TASK REQUIREMENTS
Count the lines below that contain the string "duck". Reply with the number only.

**** DATA FOR THIS EXERCISE ****

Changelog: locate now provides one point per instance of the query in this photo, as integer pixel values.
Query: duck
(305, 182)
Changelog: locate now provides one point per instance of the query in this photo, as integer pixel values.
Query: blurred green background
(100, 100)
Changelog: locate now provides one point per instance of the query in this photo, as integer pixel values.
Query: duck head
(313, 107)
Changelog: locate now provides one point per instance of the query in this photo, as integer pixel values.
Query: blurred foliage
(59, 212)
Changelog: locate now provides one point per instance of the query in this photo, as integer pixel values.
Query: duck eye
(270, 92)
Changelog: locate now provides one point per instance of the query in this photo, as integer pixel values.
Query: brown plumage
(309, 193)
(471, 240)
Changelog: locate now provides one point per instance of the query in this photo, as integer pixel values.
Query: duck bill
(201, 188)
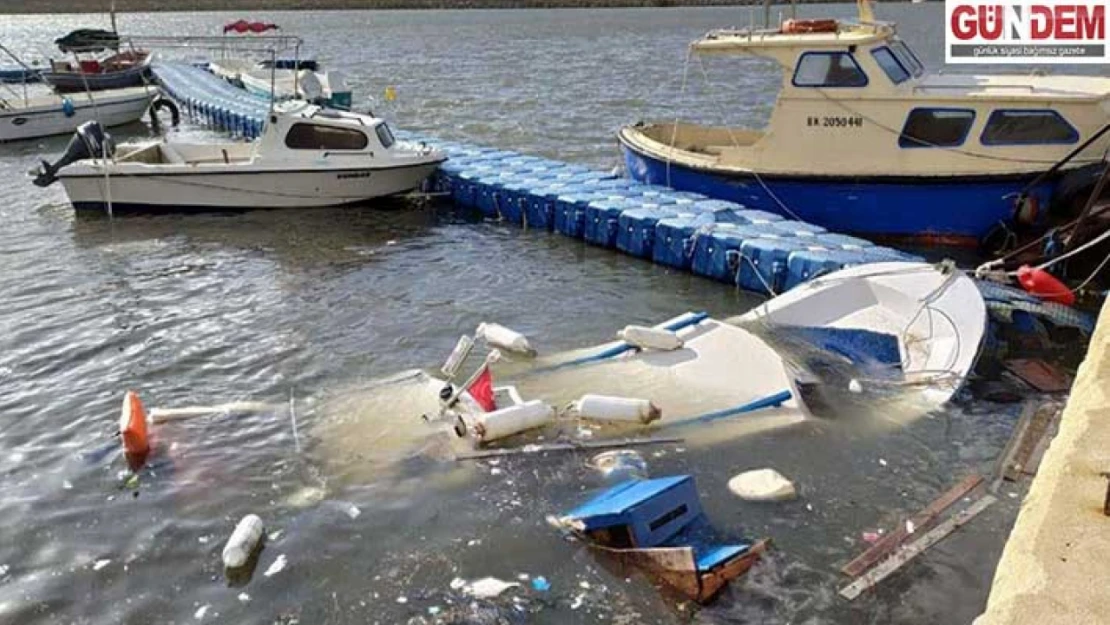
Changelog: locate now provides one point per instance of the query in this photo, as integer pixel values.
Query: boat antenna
(865, 11)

****

SOLUTION TO THIS EXERCISE
4